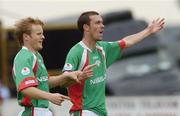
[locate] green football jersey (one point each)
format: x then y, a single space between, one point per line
29 71
90 94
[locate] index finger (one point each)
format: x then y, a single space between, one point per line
91 66
66 97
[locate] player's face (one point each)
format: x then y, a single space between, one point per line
96 27
36 38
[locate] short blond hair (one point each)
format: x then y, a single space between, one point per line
25 26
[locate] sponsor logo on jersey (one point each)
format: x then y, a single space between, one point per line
97 80
25 71
98 62
29 82
43 78
95 57
68 66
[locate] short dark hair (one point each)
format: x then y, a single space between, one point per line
84 19
24 26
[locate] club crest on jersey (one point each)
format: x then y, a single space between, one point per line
68 66
25 71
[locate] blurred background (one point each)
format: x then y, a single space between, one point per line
144 82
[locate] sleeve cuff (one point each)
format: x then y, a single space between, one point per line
122 44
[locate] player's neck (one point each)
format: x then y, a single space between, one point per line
30 48
89 43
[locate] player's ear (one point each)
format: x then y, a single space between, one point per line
25 36
86 27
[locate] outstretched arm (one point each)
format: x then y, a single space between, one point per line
35 93
153 27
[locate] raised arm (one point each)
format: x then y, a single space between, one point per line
35 93
153 27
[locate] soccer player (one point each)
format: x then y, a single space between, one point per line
30 74
88 97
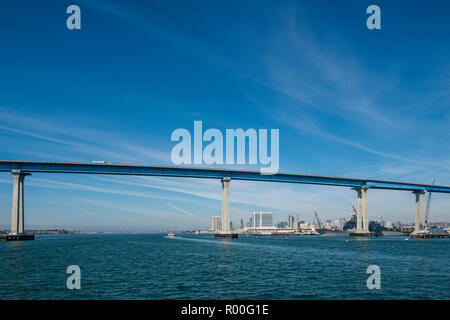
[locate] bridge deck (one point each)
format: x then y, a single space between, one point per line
196 172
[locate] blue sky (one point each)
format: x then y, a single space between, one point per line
348 101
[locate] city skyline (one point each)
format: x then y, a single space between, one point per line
347 101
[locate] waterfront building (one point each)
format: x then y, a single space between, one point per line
216 223
291 221
282 225
261 220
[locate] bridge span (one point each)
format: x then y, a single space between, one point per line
20 169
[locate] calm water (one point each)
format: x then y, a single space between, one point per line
153 266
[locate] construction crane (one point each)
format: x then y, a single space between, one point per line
427 214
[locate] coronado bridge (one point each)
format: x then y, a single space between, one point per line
21 169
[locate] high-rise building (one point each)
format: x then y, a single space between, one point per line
216 224
291 221
261 220
282 224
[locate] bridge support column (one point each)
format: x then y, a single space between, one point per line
362 216
17 211
359 218
424 213
225 205
420 202
365 213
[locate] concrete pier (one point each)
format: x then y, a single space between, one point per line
18 207
225 205
420 203
226 232
362 216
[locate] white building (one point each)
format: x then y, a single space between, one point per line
216 224
261 220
+===+
Instructions for the task –
Write out every line again, beginning at the line that has "[locate] high-rise building (one point each)" and stopping after the last line, adding 47 to each x and y coordinate in the answers.

Solution to this task –
[locate] high-rise building (one point each)
format: x then y, a single space between, one point per line
263 271
338 268
308 267
329 271
[locate] bridge support column (one point each)
format: x then y, a single space between, one point per line
409 263
64 258
406 265
471 260
272 252
467 249
412 260
[locate] concrete pier (one point each)
format: x then y, a single space between, one point per line
65 254
272 252
467 250
273 279
409 263
[locate] white building (one point each)
format: x then y, a single space between, one point per line
263 271
308 267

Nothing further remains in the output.